__What you need to do__: Output, exactly as written, the lines below from the one that has "Question. The photo above holds the statue" through the one that has "Question. The photo above holds the paved"; nothing else, and no pictures.

__Data supplied__:
☆ ☆ ☆

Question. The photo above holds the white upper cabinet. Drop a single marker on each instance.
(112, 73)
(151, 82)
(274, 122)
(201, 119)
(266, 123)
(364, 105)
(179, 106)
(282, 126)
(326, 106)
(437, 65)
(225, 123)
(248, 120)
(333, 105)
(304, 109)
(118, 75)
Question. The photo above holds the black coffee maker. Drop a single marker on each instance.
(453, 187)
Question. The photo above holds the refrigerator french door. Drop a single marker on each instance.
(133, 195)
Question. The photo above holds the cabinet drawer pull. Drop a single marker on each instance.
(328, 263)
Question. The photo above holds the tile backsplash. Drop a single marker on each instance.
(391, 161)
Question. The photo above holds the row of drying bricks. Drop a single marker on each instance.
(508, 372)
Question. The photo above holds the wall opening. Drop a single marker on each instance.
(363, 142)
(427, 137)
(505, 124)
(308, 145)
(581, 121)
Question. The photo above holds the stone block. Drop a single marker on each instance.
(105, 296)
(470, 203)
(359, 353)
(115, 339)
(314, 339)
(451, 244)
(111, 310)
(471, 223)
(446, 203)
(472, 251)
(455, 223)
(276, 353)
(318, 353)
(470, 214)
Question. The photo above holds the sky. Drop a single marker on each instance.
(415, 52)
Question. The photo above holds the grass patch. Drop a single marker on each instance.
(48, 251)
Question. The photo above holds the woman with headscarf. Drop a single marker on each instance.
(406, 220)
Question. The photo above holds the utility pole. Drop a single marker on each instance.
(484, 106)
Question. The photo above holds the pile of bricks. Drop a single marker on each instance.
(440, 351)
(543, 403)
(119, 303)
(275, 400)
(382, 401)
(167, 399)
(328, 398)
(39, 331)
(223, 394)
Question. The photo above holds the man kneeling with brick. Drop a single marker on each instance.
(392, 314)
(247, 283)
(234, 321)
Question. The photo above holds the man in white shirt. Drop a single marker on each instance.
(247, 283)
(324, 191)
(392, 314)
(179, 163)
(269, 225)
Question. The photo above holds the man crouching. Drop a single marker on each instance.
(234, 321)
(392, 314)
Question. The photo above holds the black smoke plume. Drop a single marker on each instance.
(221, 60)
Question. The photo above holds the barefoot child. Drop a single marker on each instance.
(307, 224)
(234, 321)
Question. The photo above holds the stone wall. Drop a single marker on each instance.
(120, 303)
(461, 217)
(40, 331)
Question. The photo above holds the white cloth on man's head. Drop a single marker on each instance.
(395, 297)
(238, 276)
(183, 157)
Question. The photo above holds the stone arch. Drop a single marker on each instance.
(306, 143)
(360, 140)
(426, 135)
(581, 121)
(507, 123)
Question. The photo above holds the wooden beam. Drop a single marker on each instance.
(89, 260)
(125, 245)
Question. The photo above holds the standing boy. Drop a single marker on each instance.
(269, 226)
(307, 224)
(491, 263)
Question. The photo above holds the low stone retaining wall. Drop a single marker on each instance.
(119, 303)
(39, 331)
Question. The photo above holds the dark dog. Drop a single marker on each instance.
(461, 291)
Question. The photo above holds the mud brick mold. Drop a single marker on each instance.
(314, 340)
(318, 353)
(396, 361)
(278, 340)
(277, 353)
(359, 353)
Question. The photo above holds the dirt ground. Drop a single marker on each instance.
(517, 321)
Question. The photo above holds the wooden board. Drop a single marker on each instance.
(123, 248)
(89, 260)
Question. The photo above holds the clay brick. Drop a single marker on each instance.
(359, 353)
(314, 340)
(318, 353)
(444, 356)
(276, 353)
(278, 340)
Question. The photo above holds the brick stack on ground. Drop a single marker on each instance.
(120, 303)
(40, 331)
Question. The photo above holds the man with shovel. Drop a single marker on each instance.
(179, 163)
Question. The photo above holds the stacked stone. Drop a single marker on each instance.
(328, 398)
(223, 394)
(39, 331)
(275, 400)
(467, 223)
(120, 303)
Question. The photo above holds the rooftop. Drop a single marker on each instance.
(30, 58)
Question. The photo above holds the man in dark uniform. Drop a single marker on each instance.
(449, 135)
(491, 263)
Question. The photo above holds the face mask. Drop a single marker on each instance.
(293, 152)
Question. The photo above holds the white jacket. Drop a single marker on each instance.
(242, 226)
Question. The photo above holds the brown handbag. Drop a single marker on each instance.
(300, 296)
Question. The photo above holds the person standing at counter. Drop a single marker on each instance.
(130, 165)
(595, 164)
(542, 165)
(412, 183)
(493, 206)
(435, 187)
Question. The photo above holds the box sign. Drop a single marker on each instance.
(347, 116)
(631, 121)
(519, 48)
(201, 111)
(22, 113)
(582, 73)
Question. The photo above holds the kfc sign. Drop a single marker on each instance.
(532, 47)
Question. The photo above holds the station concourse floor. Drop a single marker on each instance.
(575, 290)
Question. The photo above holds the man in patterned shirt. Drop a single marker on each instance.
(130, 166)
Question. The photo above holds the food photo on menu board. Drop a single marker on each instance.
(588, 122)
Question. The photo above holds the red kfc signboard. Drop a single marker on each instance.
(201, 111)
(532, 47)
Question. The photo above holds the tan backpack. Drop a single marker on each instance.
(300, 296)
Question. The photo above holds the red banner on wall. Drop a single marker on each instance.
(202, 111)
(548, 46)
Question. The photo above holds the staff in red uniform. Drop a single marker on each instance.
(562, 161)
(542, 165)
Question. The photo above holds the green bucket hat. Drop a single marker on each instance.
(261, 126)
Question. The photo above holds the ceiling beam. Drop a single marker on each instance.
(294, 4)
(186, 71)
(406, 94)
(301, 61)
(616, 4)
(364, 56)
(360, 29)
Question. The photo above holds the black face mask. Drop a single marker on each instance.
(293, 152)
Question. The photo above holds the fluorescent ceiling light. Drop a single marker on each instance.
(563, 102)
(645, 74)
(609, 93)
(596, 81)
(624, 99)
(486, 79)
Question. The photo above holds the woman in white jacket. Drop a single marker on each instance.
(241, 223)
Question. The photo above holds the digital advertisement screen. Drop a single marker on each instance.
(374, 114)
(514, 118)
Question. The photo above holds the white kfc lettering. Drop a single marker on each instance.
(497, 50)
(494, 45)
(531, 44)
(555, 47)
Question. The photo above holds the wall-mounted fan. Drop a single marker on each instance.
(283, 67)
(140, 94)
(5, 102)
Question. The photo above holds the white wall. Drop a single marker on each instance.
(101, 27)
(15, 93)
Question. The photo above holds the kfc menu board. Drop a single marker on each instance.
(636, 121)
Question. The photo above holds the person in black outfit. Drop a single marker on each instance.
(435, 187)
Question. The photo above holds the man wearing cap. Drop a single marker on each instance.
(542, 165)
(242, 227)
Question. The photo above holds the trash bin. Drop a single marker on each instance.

☆ ☆ ☆

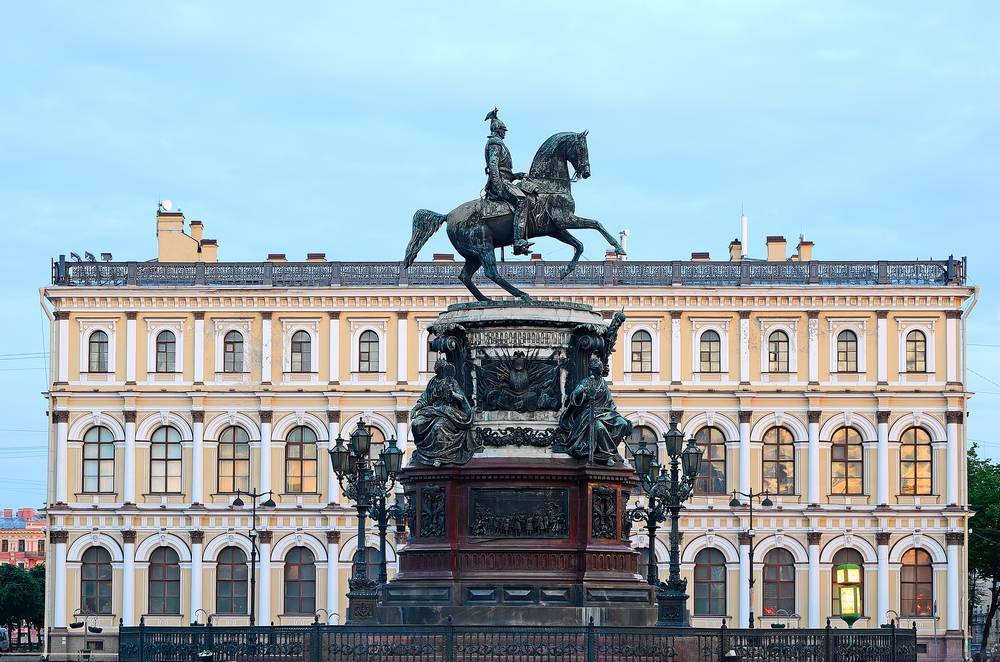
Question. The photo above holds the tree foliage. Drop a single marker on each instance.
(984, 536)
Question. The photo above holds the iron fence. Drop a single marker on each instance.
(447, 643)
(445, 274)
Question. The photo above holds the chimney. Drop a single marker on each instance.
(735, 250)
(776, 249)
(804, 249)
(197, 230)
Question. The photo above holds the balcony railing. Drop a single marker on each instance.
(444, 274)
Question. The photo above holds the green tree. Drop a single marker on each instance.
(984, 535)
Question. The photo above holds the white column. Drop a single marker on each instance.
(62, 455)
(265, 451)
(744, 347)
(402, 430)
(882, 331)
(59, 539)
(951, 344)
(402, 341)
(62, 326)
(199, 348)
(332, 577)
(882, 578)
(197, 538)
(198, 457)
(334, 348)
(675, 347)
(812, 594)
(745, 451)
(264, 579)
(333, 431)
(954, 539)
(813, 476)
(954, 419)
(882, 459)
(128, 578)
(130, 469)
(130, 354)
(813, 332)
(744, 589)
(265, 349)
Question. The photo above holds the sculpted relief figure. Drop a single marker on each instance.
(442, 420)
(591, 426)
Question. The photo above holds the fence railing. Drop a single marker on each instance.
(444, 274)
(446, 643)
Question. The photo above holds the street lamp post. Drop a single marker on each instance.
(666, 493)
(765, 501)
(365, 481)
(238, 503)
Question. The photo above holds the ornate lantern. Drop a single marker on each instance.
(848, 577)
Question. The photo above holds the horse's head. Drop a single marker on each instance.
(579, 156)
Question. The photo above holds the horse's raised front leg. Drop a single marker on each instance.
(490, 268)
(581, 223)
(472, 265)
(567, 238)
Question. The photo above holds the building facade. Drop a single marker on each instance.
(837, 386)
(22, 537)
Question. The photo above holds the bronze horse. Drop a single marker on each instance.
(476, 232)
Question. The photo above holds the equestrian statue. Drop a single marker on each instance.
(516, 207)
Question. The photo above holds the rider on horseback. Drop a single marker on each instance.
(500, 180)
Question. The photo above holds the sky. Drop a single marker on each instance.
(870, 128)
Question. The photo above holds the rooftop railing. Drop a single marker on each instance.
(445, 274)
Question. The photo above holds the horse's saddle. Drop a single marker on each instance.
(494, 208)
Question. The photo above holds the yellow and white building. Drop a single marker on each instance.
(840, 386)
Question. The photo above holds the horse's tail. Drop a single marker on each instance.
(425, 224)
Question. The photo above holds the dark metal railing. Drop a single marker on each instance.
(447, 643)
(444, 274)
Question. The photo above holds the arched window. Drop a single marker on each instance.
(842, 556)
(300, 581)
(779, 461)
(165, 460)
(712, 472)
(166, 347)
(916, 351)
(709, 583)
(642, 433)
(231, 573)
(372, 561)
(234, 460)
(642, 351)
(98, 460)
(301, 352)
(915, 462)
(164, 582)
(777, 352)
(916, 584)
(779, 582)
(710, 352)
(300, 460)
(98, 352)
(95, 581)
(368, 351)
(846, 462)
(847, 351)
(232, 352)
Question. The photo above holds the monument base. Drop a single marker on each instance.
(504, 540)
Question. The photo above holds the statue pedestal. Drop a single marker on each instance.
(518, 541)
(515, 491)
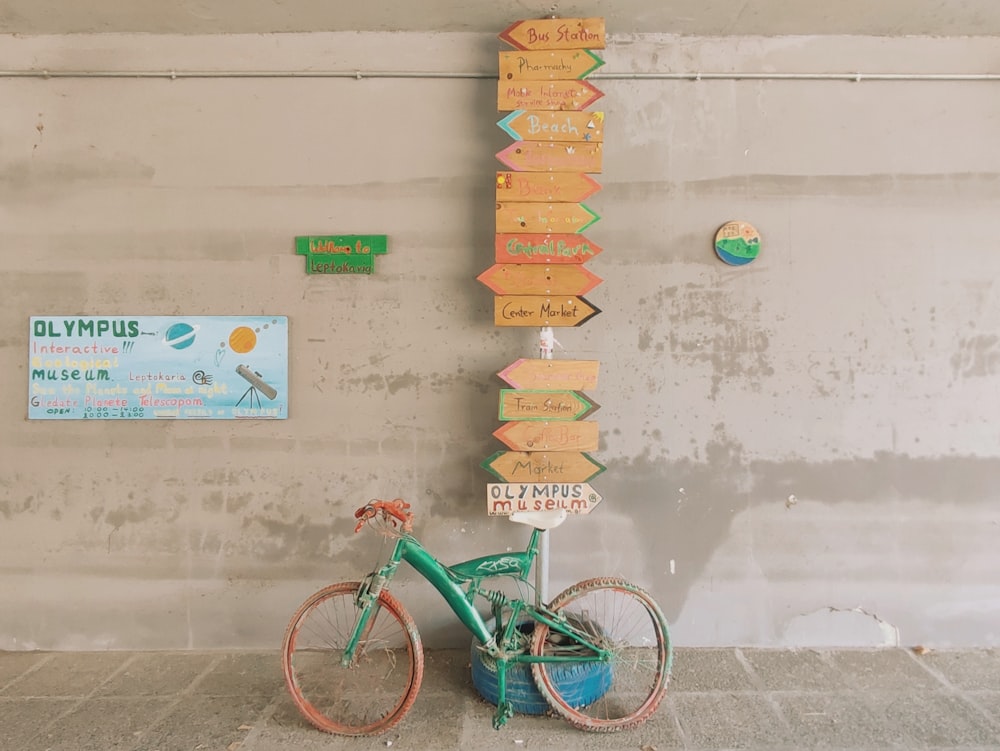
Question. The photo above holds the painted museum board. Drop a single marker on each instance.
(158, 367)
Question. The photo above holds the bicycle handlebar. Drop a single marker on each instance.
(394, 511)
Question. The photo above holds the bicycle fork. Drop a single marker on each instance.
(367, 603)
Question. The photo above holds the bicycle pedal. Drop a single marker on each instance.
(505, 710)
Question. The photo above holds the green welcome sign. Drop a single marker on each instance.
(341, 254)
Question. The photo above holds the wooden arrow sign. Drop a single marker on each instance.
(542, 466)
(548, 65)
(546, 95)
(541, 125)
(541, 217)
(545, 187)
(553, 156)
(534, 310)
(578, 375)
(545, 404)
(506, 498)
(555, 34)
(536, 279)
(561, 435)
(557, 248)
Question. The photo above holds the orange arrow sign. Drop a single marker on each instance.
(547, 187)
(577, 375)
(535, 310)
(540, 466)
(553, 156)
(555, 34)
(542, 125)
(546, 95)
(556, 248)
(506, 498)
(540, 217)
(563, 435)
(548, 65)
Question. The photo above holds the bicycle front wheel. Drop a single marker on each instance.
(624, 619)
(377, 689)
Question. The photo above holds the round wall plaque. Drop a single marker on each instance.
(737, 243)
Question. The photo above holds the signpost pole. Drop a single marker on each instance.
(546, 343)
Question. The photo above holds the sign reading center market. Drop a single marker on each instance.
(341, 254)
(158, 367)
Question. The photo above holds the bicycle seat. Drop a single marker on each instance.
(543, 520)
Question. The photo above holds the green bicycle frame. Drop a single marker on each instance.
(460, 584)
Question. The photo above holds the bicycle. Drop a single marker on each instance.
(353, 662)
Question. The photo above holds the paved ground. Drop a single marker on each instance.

☆ ☆ ☆

__Exercise response__:
Question. The photo above holds the statue pedestal. Drop a single marker on each instance.
(518, 541)
(515, 491)
Question. The photo above holds the painted museum board. Drop a single marker on each instance.
(158, 367)
Question. The photo above holds the bicycle handlebar. Drop a single marker on each instance.
(394, 511)
Question. The photo above holds the bicycle fork. Drop a single marker on each instance.
(367, 603)
Question. The photo above holds the bicycle pedal. Drop a single marker on each instance.
(505, 710)
Question. The photo above holds the green welcome sign. Drop a single marker on each instance.
(341, 254)
Question. The photo above holds the wooden arrow sign. Drop a single marker on each instance.
(542, 466)
(548, 65)
(546, 95)
(541, 125)
(541, 217)
(545, 187)
(553, 156)
(534, 310)
(578, 375)
(545, 404)
(506, 498)
(555, 34)
(536, 279)
(561, 435)
(557, 248)
Question. The photo above holds the orange arrow sign. Drop a single marker on each instance.
(547, 187)
(577, 375)
(535, 310)
(540, 466)
(553, 156)
(555, 34)
(542, 125)
(546, 95)
(556, 248)
(506, 498)
(540, 217)
(563, 435)
(548, 65)
Question. The photo above holds the bicycle front wheel. Drop a single marker on each instance.
(624, 619)
(377, 689)
Question. The photo above holds the round wall plaque. Drop a single marker on each instance.
(737, 243)
Question. The photo above holds the signpost pole. Drop a single marker on each instance.
(546, 343)
Question. The photo above holds the sign reading center market. Drop a single marker on each instance.
(341, 254)
(158, 367)
Question. The photo above holds the bicycle seat. Drop a single marker on each instance.
(543, 520)
Question. The photo above holds the green bicycle frame. Drop a single marker on each instance.
(460, 584)
Question. The photo above holds the bicycle. Drop a single marker on each instance.
(353, 662)
Question. The photo above holds the paved ground. Drop a single marker on each instance.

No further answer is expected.